:: EXERCISE BRIEF ::
A bare number is all that is needed: how many lines below contain the string "panel"?

:: DATA RECORDS ::

****

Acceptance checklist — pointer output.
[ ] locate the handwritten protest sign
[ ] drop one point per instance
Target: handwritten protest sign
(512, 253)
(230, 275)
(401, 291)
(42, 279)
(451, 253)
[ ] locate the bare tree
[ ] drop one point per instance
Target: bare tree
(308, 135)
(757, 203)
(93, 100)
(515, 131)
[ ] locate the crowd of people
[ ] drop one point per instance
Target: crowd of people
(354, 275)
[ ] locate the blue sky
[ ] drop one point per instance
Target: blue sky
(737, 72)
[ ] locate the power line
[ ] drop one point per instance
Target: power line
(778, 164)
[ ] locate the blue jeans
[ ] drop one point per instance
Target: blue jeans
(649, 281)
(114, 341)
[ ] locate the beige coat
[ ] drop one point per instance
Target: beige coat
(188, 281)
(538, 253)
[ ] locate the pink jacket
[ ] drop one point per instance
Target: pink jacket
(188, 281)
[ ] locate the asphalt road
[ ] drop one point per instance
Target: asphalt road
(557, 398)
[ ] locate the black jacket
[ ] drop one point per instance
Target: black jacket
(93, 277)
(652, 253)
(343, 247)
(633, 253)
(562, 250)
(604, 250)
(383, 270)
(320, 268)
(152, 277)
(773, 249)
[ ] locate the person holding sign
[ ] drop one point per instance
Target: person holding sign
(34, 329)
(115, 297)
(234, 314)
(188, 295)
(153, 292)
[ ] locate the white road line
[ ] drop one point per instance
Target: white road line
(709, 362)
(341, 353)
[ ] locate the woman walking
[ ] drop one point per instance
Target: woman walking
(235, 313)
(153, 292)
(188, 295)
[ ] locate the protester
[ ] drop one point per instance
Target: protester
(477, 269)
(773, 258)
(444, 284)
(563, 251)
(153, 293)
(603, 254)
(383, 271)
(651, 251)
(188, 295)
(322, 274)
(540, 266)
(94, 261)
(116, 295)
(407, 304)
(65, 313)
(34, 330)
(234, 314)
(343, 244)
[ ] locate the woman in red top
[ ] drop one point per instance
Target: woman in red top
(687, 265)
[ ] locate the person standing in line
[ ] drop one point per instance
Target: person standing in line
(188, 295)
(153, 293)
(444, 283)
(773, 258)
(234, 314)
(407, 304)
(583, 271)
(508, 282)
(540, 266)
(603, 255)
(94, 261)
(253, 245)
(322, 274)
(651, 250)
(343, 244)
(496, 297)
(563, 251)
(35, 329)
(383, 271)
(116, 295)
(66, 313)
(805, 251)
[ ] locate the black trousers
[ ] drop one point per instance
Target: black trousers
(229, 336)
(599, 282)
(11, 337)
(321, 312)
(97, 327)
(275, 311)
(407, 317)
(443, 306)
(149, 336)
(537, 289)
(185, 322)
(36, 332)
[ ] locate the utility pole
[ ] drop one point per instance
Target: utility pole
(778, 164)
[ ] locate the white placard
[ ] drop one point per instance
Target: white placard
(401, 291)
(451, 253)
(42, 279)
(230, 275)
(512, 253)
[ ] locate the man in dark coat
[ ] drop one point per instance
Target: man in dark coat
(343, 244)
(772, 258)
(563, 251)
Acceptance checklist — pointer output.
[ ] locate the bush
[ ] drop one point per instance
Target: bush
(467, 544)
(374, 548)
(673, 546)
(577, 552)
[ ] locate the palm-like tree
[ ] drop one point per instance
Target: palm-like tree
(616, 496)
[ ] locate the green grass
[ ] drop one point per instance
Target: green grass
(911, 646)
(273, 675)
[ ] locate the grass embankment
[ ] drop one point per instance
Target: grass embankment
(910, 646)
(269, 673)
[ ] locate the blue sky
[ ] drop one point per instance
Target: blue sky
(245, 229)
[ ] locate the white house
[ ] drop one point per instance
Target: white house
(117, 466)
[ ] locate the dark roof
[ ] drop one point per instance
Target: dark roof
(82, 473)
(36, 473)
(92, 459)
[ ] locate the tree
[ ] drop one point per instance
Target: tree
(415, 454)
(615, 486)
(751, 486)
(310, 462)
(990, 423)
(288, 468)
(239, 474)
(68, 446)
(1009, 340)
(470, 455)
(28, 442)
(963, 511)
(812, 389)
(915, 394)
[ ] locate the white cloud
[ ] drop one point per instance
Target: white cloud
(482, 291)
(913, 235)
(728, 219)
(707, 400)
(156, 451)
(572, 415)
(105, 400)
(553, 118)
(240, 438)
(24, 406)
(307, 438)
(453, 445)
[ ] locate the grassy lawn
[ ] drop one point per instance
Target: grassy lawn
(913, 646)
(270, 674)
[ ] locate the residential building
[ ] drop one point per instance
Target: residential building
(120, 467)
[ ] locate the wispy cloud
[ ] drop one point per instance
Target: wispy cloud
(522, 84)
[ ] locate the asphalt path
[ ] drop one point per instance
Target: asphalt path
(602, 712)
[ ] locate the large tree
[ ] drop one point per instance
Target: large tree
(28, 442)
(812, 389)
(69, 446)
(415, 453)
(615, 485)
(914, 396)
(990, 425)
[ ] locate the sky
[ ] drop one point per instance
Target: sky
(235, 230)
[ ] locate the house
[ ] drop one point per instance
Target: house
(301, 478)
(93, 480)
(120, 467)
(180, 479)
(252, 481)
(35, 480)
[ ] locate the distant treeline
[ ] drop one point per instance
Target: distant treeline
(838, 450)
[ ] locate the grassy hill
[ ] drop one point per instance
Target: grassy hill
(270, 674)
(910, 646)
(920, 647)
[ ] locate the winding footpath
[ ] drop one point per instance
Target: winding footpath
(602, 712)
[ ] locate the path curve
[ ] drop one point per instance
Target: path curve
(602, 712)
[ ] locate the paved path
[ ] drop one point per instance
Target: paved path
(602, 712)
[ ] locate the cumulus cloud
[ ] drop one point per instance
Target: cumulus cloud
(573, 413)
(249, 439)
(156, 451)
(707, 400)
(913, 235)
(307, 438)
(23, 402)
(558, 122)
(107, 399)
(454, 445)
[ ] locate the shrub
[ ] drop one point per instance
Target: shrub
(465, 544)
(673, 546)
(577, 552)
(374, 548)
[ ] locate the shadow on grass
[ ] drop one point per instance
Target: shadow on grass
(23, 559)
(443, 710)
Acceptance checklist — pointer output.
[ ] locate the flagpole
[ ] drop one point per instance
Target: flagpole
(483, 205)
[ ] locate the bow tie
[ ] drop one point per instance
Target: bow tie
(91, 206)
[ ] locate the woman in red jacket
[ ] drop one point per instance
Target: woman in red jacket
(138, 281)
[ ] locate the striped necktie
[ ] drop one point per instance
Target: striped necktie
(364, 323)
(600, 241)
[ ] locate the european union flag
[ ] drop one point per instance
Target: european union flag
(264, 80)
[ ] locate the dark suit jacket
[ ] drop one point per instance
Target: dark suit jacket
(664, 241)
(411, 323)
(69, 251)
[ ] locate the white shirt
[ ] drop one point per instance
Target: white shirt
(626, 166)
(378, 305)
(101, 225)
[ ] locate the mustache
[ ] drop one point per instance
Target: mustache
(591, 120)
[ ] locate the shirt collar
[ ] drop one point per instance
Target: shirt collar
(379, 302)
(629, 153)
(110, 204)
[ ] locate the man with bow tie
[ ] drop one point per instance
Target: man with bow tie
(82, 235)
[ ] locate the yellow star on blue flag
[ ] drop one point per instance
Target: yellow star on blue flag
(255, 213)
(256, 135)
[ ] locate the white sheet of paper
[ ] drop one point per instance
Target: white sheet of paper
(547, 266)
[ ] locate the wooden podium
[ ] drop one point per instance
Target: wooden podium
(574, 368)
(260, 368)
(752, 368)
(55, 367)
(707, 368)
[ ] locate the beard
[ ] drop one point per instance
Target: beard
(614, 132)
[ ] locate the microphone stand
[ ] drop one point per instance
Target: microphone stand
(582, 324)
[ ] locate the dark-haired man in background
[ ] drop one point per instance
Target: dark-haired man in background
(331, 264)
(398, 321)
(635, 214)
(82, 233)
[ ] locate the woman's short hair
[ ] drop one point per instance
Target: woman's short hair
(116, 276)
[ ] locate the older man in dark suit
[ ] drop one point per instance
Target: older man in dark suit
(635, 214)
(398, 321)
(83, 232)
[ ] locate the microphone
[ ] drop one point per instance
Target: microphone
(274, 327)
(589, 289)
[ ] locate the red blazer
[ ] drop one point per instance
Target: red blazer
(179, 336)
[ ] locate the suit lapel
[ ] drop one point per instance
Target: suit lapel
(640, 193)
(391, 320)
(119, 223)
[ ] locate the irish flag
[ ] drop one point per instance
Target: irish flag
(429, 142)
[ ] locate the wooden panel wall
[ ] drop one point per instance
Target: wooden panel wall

****

:: EXERCISE SOLUTION ::
2